▸ INSTRUCTIONS FOR THE TASK: Output all of the entries below verbatim, line by line, and leave the pictures out.

************

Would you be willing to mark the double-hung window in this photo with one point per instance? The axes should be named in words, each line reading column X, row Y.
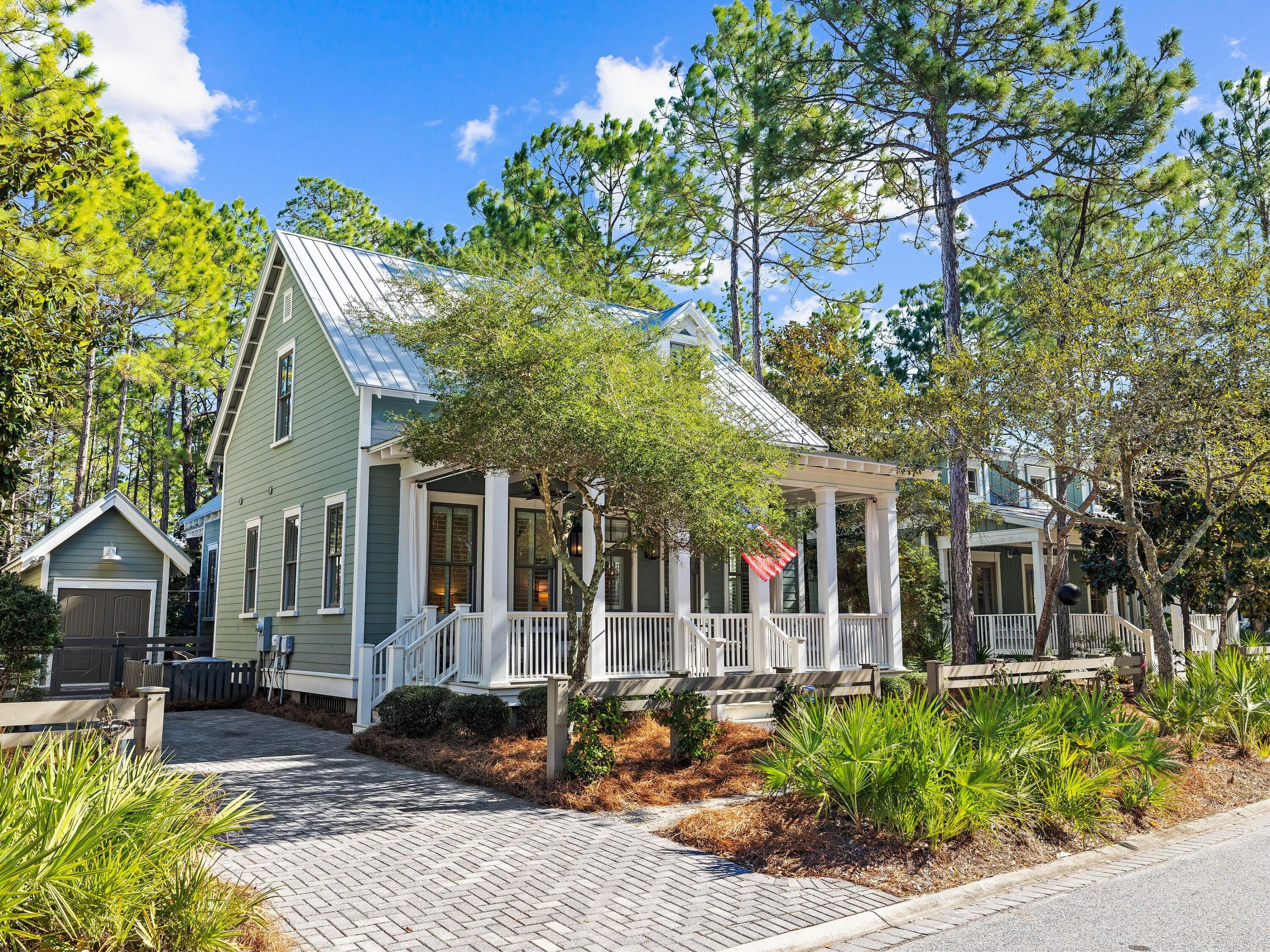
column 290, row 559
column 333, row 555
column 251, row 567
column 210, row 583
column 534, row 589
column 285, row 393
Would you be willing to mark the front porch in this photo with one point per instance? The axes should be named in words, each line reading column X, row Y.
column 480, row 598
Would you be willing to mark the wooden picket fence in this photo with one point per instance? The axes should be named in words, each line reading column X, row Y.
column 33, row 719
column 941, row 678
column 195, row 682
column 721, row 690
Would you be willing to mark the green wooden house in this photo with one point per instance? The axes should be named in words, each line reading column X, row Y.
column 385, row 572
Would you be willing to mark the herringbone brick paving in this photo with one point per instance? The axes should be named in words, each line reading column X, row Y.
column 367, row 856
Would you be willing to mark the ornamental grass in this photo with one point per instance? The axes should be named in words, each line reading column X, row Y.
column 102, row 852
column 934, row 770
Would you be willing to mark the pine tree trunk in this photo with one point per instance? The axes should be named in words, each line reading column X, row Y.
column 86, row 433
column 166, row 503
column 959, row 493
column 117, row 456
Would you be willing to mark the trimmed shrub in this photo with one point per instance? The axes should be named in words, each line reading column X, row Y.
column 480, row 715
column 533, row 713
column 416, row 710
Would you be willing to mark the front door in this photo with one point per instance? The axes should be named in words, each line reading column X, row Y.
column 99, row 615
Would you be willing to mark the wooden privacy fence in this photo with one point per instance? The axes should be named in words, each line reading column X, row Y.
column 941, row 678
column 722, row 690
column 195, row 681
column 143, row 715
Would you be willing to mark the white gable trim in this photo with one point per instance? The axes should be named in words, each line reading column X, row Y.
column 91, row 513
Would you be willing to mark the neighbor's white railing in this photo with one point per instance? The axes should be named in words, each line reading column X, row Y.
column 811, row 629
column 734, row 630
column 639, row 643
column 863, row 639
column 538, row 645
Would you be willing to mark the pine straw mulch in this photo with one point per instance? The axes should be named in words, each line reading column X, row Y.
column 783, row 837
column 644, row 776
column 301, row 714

************

▸ SOLUTION TO THE EXERCISE:
Would you be willing to mark the double-hung window in this photo with one point per instance? The axes should be named in words, each line reading column X, row Y.
column 290, row 559
column 333, row 555
column 251, row 567
column 210, row 583
column 534, row 589
column 285, row 393
Would you be willing to mark the front porch in this photo with one point per instance? The axes should be named in words, each line reading column X, row Y.
column 480, row 598
Would you be willing to mark the wooden picket fence in this photo with one point per instance? The axes should be named in words, each line reading column X, row Y.
column 33, row 719
column 941, row 678
column 195, row 682
column 721, row 690
Would you be willing to mark the green wooden house in this photo with one point per instance? The axes should be named in words, each line reading column X, row Y.
column 385, row 572
Would you be willing to mark the herringbone brick paving in this photo with one point per instance? The axes should be named in words, each line reading column X, row Y.
column 367, row 856
Would you be willing to mark the ornamental grass in this photo with one point per instance? The axes should be named in words, each line reading column X, row Y.
column 102, row 852
column 934, row 770
Would you be willing to mark the pine tree trunk in this photo with one point per instance? The axes should be named in words, each line reading column X, row Y.
column 86, row 433
column 166, row 503
column 959, row 493
column 117, row 456
Would you be willing to mark the trimmed shrub in this photo with one point per instance? The axes should be named in words, each line reading column X, row Y.
column 480, row 715
column 533, row 713
column 416, row 710
Would you be willing to mark the front door in this photo with one point per instance? The axes should be named in words, each line reading column X, row Y.
column 99, row 615
Would you be willing to mark the wooden privacy fence in this photo with one point per instance? The axes should be named in words, each line reading column X, row Y.
column 941, row 678
column 722, row 690
column 195, row 681
column 143, row 715
Would you be willing to mark the white gable trim in this photo with one point per instance? The axes should be named in words, each line reading column X, row Y.
column 91, row 513
Would you be willing to mark the neighbor's white railing in this photo with one point per instance? The axes should be named in words, each line reading column X, row Y.
column 811, row 629
column 734, row 630
column 639, row 643
column 863, row 639
column 538, row 645
Would you be willing to mark the pine straw mulch in this photo with one point per instance? The axes should be named in words, each line reading column X, row Y.
column 783, row 837
column 644, row 776
column 301, row 714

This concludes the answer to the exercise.